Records

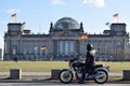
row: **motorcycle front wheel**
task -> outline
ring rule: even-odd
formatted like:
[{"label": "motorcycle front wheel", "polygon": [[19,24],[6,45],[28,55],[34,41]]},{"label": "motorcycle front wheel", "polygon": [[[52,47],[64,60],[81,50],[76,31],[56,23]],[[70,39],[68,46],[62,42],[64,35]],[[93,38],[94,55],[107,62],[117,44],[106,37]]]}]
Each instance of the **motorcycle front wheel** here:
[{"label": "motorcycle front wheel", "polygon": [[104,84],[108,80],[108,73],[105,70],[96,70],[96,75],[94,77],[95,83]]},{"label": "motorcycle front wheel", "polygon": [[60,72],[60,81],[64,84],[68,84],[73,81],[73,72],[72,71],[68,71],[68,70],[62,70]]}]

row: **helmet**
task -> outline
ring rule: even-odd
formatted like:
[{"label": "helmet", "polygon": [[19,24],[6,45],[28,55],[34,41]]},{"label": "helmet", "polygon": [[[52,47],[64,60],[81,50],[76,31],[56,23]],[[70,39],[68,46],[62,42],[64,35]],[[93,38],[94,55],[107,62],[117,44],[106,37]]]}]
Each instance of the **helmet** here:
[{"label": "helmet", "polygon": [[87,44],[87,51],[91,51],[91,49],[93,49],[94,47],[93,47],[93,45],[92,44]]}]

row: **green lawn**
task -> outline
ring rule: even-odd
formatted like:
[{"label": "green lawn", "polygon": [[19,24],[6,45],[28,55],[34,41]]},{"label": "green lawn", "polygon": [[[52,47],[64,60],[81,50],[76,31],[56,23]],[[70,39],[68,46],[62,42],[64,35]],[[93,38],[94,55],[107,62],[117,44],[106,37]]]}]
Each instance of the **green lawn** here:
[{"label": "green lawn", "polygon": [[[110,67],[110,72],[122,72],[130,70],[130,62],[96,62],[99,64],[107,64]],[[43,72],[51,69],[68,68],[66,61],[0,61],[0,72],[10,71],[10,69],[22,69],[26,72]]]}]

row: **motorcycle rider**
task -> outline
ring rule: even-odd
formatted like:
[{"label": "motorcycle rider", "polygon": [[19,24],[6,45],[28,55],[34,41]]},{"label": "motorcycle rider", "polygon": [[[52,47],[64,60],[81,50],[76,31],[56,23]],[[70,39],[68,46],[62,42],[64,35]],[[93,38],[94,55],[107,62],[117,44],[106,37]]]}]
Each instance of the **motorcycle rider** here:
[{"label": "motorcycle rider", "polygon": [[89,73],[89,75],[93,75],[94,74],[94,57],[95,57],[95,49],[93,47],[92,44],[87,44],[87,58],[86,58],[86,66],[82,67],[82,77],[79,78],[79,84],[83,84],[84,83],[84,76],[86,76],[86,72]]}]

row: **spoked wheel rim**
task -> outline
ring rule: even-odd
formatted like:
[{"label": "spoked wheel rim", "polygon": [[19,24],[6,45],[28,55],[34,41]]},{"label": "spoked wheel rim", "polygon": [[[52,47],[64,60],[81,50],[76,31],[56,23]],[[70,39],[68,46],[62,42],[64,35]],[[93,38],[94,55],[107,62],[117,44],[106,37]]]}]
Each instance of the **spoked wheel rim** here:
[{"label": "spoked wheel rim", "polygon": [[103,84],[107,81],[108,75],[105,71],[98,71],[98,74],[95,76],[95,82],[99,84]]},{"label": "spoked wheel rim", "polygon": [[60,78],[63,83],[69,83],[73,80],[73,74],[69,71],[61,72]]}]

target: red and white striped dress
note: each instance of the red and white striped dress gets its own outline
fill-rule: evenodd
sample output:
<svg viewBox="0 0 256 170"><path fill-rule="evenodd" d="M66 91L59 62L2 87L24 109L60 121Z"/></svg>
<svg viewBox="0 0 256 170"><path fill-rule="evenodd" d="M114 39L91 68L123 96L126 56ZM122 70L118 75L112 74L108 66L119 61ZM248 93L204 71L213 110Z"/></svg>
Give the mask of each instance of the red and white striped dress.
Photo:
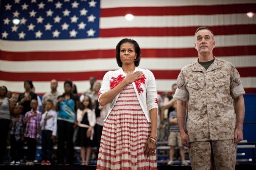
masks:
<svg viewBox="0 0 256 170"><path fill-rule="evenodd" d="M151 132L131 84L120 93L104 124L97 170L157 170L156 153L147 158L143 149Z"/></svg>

* * *

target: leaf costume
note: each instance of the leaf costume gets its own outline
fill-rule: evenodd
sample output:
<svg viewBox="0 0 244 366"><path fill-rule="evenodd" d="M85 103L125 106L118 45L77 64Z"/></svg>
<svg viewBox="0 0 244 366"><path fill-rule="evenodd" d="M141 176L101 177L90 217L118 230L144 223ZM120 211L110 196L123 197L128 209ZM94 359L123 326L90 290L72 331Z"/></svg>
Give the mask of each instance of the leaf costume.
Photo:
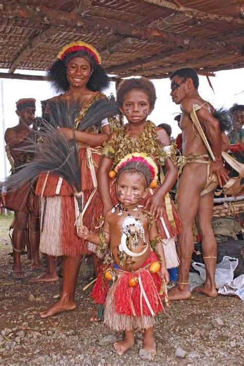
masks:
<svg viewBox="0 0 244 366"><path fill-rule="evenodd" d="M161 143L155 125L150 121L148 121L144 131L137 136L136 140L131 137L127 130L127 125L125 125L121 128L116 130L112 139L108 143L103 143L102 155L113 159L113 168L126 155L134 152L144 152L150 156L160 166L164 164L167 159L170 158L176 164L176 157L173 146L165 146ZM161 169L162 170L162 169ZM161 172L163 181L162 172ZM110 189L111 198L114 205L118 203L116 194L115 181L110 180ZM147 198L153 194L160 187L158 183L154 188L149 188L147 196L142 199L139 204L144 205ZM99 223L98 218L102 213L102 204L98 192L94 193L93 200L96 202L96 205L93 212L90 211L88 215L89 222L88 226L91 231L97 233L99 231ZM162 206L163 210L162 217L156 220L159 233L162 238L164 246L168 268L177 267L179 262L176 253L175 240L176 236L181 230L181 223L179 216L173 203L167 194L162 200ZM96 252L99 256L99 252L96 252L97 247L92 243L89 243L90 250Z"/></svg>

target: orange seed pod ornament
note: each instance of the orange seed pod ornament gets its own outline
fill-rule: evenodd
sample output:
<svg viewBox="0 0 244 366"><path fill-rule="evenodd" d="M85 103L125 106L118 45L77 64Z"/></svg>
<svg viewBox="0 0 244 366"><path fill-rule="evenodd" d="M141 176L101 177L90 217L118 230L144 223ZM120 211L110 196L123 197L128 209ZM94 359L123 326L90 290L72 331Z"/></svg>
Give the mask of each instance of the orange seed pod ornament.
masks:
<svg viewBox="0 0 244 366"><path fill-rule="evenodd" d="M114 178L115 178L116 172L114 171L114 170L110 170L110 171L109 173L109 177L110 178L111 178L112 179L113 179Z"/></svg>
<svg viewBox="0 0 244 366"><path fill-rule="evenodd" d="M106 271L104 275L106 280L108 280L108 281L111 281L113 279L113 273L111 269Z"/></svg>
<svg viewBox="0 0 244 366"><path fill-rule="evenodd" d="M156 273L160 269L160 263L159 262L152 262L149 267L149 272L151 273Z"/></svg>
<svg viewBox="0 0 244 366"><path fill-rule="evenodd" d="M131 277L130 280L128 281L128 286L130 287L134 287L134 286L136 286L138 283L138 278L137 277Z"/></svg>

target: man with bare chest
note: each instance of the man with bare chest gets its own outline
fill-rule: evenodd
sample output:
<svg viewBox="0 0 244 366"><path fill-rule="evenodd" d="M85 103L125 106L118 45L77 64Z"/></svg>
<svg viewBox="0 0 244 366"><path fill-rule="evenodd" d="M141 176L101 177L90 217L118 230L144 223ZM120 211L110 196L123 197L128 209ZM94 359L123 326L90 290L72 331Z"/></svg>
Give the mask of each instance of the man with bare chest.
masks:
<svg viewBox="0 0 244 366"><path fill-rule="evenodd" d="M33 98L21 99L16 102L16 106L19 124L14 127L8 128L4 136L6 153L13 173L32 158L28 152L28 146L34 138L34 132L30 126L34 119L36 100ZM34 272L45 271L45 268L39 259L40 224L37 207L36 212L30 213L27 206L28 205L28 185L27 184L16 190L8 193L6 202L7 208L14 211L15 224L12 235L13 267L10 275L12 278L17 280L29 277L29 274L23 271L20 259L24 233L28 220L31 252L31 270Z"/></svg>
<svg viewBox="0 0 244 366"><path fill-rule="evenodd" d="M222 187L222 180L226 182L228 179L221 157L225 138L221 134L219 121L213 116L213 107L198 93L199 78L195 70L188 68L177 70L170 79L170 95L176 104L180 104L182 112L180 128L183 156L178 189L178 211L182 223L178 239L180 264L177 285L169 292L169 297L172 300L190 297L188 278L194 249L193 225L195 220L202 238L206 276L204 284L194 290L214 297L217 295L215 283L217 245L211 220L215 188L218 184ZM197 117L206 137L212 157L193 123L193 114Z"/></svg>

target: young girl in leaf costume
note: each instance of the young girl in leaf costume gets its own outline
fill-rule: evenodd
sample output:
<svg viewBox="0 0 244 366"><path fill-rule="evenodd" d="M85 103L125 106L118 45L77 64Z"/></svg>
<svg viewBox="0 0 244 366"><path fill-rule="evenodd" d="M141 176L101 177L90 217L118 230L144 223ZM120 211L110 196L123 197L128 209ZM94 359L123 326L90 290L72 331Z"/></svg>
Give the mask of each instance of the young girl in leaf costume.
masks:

=== Exercise instructions ===
Count the lines in the material above that contain the string "target". Reply with the number only.

=== Response ===
5